━━━━━ AVAILABLE DATA ━━━━━
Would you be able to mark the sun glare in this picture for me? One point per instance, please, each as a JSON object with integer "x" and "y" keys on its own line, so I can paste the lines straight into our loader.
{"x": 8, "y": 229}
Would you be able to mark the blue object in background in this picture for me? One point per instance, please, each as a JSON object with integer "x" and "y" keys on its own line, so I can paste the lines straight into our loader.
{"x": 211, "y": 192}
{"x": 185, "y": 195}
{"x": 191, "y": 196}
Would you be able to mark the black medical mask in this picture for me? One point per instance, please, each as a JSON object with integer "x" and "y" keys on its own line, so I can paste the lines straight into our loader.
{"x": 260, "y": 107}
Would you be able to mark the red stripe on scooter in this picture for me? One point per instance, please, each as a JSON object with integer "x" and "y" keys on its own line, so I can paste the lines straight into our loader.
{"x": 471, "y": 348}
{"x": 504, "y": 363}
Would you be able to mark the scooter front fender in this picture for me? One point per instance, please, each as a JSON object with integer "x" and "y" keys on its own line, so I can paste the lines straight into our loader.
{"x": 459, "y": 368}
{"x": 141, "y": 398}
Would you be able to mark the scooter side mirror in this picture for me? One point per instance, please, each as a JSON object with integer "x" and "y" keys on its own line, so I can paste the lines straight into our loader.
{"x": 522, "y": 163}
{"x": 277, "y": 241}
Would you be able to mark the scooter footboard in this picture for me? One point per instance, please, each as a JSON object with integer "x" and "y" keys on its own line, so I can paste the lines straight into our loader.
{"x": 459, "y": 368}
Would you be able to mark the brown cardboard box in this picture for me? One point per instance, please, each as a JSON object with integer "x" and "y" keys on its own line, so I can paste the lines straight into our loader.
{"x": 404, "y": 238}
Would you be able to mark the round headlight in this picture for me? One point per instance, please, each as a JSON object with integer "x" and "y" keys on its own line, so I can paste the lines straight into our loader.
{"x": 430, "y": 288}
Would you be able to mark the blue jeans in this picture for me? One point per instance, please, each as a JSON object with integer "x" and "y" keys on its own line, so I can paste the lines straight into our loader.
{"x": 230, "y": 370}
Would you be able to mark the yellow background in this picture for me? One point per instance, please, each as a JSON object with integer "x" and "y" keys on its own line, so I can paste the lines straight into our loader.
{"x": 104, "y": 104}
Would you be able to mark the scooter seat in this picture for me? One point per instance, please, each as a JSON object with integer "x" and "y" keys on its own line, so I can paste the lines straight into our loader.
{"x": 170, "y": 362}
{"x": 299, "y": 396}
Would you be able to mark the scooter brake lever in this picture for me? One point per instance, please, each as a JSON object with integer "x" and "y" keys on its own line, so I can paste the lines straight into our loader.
━━━━━
* WHAT IS NEEDED *
Take the line with "Would you be able to mark the scooter seat" and every line after it in the data, and please reproduce them exactly, leaving out all other lines.

* TASK RESPONSE *
Would you be able to mark the scooter seat in this picture for me? One point per instance, please, each as a JSON object with integer "x" and "y" keys on its own line, so I can paste the lines straight into our loader.
{"x": 170, "y": 362}
{"x": 299, "y": 396}
Would you be able to mark the scooter brake lever in this picture for me? One point per instance, please, each as a JSON object with integer "x" and "y" keys on its own line, so I can paste the lines straight into our loader.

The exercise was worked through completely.